— START Extracted data —

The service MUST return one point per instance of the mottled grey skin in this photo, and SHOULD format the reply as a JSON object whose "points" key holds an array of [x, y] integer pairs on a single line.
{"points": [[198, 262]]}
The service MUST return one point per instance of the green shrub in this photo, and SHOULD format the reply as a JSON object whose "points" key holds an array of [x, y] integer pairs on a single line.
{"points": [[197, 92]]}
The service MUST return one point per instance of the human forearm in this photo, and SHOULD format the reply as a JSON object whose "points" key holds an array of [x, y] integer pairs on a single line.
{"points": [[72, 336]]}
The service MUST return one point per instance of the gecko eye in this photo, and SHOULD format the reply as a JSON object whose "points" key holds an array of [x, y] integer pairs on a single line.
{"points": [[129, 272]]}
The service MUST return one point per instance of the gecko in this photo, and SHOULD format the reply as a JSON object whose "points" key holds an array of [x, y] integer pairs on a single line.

— END Extracted data —

> _What needs to be done_
Render every row above as a numbered list, omitting blank lines.

> _Solution to this task_
1. The service MUST return one point per instance of the mottled grey skin in this photo, and SHOULD format the reply as a JSON object whose "points" key holds an array of [x, y] integer pairs on a single line.
2. {"points": [[198, 262]]}
3. The service MUST return one point per instance of the green shrub in this photo, and SHOULD format the reply as a JSON object whose "points" key holds an array of [x, y] integer pairs on a single line.
4. {"points": [[197, 92]]}
5. The service MUST return one point per instance of the human forearm in this photo, and SHOULD format the reply as a JSON object whose "points" key holds an array of [x, y] integer pairs on a single line.
6. {"points": [[72, 336]]}
7. The service MUST return one point per instance of the gecko eye in this photo, and SHOULD format the reply as a JSON object whose "points" key holds an array of [x, y] integer pairs on a single line.
8. {"points": [[129, 272]]}
9. The service MUST return one point per instance of the gecko in this photo, and SHOULD format the reply as a JSON object whose "points" key holds an array of [x, y] integer pairs on a single line.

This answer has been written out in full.